* [What is required]: Could you set down all of the data again, exactly as it stands?

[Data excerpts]
.....

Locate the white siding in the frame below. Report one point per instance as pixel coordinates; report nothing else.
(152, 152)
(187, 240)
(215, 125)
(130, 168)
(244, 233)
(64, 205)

.....

* [Answer for the task]:
Locate the white siding in the frame below. Report one point per instance as pixel coordinates; report nothing else.
(152, 152)
(187, 240)
(215, 125)
(130, 168)
(244, 233)
(64, 205)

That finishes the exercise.